INSTRUCTIONS TO FOLLOW =>
Retype the data below without altering anything.

EXERCISE INPUT =>
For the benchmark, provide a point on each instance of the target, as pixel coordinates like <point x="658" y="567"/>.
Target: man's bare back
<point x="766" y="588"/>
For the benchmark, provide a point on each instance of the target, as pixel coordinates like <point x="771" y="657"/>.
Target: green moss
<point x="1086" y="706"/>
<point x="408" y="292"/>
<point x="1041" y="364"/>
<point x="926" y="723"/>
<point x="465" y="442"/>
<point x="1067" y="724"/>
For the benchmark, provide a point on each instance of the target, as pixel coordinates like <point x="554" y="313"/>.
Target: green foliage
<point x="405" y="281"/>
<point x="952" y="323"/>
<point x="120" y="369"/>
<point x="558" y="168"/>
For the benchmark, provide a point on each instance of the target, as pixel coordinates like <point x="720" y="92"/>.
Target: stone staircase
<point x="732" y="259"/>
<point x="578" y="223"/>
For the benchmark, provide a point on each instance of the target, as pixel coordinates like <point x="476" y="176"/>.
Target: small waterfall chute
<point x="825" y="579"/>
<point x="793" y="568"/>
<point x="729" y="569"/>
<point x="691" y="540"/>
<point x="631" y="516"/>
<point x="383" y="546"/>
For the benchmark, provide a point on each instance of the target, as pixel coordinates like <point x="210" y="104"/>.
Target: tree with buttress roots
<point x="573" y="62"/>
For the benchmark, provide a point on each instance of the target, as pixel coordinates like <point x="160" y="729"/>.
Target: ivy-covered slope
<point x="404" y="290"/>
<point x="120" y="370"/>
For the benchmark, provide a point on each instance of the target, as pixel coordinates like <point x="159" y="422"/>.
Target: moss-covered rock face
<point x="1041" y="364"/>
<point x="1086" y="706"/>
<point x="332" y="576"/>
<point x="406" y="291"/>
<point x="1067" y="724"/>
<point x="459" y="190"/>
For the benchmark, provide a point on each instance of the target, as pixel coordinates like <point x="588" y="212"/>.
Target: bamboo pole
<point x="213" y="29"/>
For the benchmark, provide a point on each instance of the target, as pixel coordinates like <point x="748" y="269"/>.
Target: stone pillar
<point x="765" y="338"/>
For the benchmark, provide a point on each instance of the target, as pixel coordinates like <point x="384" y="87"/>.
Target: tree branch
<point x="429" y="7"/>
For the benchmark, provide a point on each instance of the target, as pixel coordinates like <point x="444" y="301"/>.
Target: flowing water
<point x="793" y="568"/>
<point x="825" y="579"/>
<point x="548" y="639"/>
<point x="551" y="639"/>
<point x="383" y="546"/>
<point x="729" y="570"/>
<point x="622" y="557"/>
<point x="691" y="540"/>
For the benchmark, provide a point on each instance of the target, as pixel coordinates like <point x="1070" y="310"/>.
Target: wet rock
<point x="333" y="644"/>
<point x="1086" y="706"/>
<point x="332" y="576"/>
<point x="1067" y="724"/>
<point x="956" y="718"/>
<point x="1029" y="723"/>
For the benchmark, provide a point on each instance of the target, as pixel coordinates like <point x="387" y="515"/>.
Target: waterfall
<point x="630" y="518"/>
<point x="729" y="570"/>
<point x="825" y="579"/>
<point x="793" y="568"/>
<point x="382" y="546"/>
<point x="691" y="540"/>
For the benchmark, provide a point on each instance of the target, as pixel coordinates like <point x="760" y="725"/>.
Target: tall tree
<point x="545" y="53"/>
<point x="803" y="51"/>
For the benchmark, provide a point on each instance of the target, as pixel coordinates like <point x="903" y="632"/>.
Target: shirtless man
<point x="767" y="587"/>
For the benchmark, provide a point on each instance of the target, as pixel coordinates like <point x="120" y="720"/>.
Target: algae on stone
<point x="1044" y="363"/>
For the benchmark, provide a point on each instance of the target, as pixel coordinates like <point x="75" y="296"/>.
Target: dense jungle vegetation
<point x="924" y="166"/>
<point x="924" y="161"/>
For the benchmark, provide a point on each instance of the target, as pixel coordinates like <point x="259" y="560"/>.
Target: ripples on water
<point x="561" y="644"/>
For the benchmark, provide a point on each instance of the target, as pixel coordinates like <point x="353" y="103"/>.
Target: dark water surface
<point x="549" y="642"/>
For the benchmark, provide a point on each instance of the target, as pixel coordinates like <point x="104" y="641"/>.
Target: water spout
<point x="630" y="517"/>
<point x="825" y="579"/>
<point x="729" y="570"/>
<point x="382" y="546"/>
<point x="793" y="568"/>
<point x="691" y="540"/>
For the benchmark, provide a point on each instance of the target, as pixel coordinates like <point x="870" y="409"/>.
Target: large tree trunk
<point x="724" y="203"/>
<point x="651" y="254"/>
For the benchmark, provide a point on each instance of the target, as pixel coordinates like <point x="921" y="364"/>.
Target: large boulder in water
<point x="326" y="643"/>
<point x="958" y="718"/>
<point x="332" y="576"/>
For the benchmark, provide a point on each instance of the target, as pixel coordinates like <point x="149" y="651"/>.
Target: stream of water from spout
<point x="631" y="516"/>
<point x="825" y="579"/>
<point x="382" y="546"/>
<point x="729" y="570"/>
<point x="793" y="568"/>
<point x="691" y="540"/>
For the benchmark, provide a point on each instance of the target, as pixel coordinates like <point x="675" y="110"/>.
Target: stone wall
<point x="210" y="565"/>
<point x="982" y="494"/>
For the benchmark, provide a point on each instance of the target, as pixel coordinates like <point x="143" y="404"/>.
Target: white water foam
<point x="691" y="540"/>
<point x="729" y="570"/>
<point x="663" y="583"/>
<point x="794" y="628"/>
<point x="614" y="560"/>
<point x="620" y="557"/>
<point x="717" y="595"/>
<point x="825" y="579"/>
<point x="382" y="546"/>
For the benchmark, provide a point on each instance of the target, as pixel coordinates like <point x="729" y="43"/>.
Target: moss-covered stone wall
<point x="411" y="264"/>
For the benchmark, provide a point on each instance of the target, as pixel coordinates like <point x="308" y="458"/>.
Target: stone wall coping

FULL ANSWER =>
For the benchmark, provide a point on each instance of the target, as pixel coordinates like <point x="658" y="567"/>.
Target: man's bare back
<point x="766" y="588"/>
For the benchmark, provide a point on each instance of the target, as pixel coordinates like <point x="771" y="657"/>.
Target: green moss
<point x="1086" y="706"/>
<point x="408" y="292"/>
<point x="1041" y="364"/>
<point x="926" y="723"/>
<point x="465" y="442"/>
<point x="1067" y="724"/>
For the benchmark, provide a point on each instance of the target, as pixel coordinates like <point x="554" y="313"/>.
Target: green foliage
<point x="405" y="281"/>
<point x="952" y="323"/>
<point x="120" y="369"/>
<point x="558" y="168"/>
For the benchmark, provide a point on each instance of the target, as pixel coordinates like <point x="720" y="92"/>.
Target: stone staircase
<point x="732" y="259"/>
<point x="578" y="223"/>
For the benchmark, provide a point on each instance of the target, as pixel coordinates like <point x="476" y="176"/>.
Target: small waterfall chute
<point x="825" y="579"/>
<point x="793" y="568"/>
<point x="729" y="569"/>
<point x="691" y="540"/>
<point x="631" y="516"/>
<point x="383" y="546"/>
For the benchmark, provide a point on each instance of the target, as pixel coordinates like <point x="210" y="104"/>.
Target: tree with buttress roots
<point x="573" y="62"/>
For the benchmark, provide a point on each instance of the target, as pixel coordinates like <point x="160" y="729"/>.
Target: ivy-covered slope
<point x="404" y="290"/>
<point x="120" y="370"/>
For the benchmark, provide a point on each instance of the target, as pixel coordinates like <point x="159" y="422"/>.
Target: moss-covered rock face
<point x="1041" y="364"/>
<point x="1086" y="706"/>
<point x="332" y="576"/>
<point x="406" y="291"/>
<point x="1067" y="724"/>
<point x="459" y="190"/>
For the benchmark, provide a point on each instance of the target, as pixel coordinates like <point x="588" y="212"/>.
Target: bamboo pole
<point x="213" y="29"/>
For the benchmark, provide a point on each instance of the target, as pixel coordinates like <point x="748" y="269"/>.
Target: stone pillar
<point x="765" y="338"/>
For the benchmark, provide a point on each instance of the target, as pixel coordinates like <point x="384" y="87"/>.
Target: tree branch
<point x="429" y="7"/>
For the benchmark, provide a point on each instance of the target, as pixel coordinates like <point x="444" y="301"/>.
Target: flowing water
<point x="793" y="568"/>
<point x="825" y="579"/>
<point x="548" y="639"/>
<point x="551" y="639"/>
<point x="383" y="546"/>
<point x="729" y="570"/>
<point x="622" y="557"/>
<point x="691" y="540"/>
For the benchmark, provide a point on each instance of the target, as pixel coordinates like <point x="1070" y="310"/>.
Target: wet rock
<point x="333" y="644"/>
<point x="1086" y="706"/>
<point x="332" y="576"/>
<point x="1067" y="724"/>
<point x="956" y="718"/>
<point x="1029" y="723"/>
For the benchmark, provide a point on each instance of the target, as pixel coordinates like <point x="387" y="515"/>.
Target: waterfall
<point x="630" y="518"/>
<point x="729" y="570"/>
<point x="825" y="579"/>
<point x="793" y="568"/>
<point x="382" y="546"/>
<point x="691" y="540"/>
For the benchmark, provide a point on each instance of the target, as pixel coordinates like <point x="760" y="725"/>.
Target: tall tree
<point x="545" y="53"/>
<point x="803" y="51"/>
For the benchmark, provide a point on each instance of the target, as pixel coordinates like <point x="903" y="632"/>.
Target: shirtless man
<point x="767" y="587"/>
For the benchmark, provide a point on each instance of the target, as pixel coordinates like <point x="120" y="720"/>.
Target: algae on stone
<point x="1044" y="363"/>
For the benchmark, provide a point on each instance of the target, as pixel coordinates like <point x="75" y="296"/>.
Target: dense jungle vegetation
<point x="924" y="166"/>
<point x="924" y="161"/>
For the benchmark, provide a point on each instance of the target, as pixel coordinates like <point x="259" y="560"/>.
Target: ripples on water
<point x="561" y="644"/>
For the benchmark, provide a point on each instance of the target, as pixel coordinates like <point x="353" y="103"/>.
Target: dark water surface
<point x="549" y="642"/>
For the benchmark, provide a point on each instance of the target, as pixel coordinates like <point x="104" y="641"/>.
Target: water spout
<point x="630" y="517"/>
<point x="825" y="579"/>
<point x="729" y="570"/>
<point x="382" y="546"/>
<point x="793" y="568"/>
<point x="691" y="540"/>
For the benchmark, provide a point on each instance of the target, as pixel coordinates like <point x="870" y="409"/>.
Target: large tree trunk
<point x="724" y="203"/>
<point x="651" y="254"/>
For the benchmark, provide a point on each instance of the target, as pixel coordinates like <point x="921" y="364"/>.
Target: large boulder in water
<point x="326" y="643"/>
<point x="958" y="718"/>
<point x="332" y="576"/>
For the benchmark, provide a point on each instance of the target, as pixel coordinates like <point x="149" y="651"/>.
Target: stream of water from spout
<point x="631" y="516"/>
<point x="825" y="579"/>
<point x="382" y="546"/>
<point x="729" y="570"/>
<point x="793" y="568"/>
<point x="691" y="540"/>
For the benchmark, provide a point on each instance of the target, as pixel coordinates like <point x="675" y="110"/>.
Target: stone wall
<point x="210" y="565"/>
<point x="982" y="494"/>
For the benchmark, provide a point on each instance of the target, as pixel coordinates like <point x="143" y="404"/>.
Target: white water foam
<point x="691" y="540"/>
<point x="729" y="570"/>
<point x="663" y="583"/>
<point x="794" y="628"/>
<point x="614" y="560"/>
<point x="620" y="557"/>
<point x="717" y="595"/>
<point x="825" y="579"/>
<point x="382" y="546"/>
For the benchmark, provide a point on each instance of the target, as pixel coordinates like <point x="729" y="43"/>.
Target: moss-covered stone wall
<point x="411" y="264"/>
For the benchmark, provide a point on each instance of the target, as pixel coordinates like <point x="308" y="458"/>.
Target: stone wall coping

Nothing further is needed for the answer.